» **TASK**:
Copy each line below containing "wetsuit".

(Point localization data)

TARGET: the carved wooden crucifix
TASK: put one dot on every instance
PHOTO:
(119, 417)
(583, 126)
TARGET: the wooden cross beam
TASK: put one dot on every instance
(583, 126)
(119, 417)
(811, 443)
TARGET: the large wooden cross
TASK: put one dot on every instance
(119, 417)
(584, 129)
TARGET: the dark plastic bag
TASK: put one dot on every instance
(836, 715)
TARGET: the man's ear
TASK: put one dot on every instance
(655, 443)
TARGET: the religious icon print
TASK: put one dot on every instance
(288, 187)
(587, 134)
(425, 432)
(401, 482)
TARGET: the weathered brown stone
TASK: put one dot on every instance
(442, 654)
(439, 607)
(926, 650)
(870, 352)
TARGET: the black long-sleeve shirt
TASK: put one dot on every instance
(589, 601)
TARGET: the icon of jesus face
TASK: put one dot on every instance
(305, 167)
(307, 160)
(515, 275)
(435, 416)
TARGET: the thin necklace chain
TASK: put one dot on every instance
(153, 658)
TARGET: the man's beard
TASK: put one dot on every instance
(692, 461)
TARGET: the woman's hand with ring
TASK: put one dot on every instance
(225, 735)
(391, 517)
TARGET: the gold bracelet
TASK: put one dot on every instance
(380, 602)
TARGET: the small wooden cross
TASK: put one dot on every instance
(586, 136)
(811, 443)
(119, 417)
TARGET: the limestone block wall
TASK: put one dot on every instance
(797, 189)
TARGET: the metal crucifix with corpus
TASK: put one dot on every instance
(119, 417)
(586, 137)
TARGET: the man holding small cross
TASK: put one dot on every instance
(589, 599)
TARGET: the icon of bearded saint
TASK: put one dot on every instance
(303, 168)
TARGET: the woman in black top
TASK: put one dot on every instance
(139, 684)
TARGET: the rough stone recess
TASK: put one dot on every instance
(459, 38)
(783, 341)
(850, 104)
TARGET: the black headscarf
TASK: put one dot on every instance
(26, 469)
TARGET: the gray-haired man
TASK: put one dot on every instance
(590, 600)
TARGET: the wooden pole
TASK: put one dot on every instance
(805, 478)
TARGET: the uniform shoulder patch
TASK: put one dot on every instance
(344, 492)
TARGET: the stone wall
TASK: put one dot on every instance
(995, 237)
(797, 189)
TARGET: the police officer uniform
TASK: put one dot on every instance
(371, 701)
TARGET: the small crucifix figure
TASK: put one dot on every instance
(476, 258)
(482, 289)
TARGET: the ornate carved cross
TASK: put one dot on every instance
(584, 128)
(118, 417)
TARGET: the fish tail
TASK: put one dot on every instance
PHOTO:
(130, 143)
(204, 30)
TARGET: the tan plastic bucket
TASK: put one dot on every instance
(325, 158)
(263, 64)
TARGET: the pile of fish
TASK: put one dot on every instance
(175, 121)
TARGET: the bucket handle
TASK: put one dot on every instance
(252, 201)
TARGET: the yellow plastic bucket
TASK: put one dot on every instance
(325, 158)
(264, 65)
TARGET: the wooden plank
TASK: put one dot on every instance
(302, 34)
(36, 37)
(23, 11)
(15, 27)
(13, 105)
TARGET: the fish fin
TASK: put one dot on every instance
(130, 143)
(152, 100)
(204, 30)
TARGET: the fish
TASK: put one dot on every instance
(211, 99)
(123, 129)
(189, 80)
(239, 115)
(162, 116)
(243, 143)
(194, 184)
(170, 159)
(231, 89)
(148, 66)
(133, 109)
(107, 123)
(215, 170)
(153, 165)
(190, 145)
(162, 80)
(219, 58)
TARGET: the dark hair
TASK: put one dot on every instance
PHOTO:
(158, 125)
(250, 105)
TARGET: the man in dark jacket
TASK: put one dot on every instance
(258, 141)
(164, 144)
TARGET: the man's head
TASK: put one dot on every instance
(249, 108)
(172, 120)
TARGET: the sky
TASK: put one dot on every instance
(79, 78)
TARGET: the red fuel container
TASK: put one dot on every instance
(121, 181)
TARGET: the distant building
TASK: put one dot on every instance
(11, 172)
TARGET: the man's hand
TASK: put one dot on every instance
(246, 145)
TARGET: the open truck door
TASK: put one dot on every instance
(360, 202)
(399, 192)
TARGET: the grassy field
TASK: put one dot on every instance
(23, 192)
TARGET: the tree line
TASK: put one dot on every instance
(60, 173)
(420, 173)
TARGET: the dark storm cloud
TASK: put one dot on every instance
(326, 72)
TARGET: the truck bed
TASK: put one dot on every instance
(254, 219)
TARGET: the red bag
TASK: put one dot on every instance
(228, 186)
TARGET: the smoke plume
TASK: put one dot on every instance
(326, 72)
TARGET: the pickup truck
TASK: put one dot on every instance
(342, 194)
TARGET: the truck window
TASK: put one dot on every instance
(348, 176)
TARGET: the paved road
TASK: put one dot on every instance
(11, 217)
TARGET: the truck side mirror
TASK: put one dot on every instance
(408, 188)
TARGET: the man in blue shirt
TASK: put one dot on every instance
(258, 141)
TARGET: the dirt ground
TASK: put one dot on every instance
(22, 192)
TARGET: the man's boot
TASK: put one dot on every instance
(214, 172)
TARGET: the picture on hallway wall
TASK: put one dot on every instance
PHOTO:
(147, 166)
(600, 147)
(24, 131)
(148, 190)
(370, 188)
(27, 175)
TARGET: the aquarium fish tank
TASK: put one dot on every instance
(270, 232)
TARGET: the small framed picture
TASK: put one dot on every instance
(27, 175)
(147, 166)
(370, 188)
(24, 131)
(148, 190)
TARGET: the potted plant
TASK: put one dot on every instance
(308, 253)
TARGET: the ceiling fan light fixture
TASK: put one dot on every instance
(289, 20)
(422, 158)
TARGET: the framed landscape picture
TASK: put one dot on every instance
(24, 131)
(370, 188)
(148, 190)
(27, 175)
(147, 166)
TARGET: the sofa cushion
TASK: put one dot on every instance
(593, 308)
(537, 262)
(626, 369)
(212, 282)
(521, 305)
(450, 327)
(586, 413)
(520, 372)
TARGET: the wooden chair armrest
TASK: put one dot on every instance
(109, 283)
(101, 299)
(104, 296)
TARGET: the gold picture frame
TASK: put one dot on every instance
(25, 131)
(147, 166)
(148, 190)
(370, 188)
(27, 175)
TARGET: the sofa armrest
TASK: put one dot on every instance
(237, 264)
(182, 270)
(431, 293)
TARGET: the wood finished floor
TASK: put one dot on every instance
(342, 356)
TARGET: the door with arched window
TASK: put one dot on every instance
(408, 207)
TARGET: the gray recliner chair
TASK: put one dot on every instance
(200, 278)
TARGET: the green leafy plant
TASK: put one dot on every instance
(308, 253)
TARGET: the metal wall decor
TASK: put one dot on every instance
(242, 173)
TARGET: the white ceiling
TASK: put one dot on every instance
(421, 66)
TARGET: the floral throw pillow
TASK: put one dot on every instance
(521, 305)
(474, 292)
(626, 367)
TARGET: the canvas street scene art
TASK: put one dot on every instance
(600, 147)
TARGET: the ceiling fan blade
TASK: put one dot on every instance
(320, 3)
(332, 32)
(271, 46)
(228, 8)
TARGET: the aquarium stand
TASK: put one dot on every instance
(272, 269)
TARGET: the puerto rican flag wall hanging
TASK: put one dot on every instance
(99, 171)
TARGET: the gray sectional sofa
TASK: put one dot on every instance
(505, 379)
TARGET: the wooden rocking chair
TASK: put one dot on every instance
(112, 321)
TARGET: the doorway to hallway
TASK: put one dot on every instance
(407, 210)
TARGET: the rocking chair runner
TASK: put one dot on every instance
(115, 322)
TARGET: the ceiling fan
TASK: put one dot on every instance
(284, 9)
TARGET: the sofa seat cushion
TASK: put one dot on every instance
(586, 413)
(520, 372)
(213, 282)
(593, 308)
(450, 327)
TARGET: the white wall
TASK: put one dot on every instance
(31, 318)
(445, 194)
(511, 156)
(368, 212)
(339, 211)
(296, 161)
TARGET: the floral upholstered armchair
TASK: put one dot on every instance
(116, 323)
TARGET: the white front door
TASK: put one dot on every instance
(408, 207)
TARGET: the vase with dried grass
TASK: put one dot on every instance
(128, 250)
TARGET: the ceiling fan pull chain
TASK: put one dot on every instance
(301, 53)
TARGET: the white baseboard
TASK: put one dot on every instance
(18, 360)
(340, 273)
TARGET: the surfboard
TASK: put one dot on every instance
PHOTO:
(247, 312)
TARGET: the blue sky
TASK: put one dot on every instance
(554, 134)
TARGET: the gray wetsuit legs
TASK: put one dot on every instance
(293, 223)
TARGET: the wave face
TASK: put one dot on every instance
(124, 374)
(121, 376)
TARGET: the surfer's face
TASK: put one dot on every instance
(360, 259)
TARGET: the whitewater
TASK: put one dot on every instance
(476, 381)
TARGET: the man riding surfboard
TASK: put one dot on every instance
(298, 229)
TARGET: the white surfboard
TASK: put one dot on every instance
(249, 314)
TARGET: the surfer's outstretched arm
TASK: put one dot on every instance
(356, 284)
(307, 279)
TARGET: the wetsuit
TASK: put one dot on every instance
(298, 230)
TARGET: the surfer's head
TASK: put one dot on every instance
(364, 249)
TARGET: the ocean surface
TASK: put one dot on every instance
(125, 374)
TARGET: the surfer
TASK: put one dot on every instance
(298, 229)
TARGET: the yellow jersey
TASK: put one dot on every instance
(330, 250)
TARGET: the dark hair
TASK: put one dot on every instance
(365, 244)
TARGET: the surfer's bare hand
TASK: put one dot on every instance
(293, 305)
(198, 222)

» **EXPECTED ANSWER**:
TARGET: the gray wetsuit legs
TARGET: the wetsuit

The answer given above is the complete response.